- LISTED ENTRIES:
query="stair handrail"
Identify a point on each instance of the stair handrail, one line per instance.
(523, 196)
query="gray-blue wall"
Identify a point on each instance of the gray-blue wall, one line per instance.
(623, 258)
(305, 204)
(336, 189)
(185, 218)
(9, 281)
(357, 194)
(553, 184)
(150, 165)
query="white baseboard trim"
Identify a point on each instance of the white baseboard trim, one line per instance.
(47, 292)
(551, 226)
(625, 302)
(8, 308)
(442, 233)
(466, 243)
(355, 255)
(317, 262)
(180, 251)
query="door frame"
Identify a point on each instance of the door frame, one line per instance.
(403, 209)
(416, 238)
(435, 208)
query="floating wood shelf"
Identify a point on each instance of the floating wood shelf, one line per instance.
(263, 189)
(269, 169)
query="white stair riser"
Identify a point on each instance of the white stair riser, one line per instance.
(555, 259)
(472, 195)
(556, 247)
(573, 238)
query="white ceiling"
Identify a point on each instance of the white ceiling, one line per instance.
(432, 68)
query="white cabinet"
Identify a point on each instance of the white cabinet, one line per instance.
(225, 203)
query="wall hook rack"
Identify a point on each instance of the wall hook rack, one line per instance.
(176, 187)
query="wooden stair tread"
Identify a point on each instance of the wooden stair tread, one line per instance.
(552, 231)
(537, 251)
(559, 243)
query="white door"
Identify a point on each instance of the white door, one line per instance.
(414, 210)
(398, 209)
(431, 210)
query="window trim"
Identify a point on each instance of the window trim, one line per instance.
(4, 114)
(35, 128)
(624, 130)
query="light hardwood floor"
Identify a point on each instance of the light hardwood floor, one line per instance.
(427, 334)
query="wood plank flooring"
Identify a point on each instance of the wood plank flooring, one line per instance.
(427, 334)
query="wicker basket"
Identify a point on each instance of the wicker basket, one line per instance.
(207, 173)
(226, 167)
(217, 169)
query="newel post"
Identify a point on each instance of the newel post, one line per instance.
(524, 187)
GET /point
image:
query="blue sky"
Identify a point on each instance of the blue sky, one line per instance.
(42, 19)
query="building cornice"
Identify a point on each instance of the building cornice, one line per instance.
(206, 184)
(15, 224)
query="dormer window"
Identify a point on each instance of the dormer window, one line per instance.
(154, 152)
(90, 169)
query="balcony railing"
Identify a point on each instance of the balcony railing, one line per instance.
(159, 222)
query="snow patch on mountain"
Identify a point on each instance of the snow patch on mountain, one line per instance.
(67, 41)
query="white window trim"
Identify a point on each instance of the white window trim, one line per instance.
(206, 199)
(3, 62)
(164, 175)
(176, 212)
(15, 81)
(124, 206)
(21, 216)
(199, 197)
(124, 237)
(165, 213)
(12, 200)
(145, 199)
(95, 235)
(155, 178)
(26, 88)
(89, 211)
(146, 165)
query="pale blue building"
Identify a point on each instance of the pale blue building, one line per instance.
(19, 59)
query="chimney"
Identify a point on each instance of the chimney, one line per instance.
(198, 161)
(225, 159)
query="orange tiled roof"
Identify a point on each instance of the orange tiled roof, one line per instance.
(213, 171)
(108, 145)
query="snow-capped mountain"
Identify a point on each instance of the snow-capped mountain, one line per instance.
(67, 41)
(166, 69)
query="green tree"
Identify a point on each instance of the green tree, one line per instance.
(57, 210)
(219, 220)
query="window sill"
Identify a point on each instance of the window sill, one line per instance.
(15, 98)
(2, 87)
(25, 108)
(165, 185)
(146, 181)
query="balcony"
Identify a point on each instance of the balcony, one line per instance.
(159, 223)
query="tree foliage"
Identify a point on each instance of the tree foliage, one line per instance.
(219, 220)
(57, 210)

- PROBLEM DETAILS:
Count the lines in the data above that contain the string "stair", treating uppercase and lowercase as different. Reply with the number alone.

- EXERCISE ANSWER:
6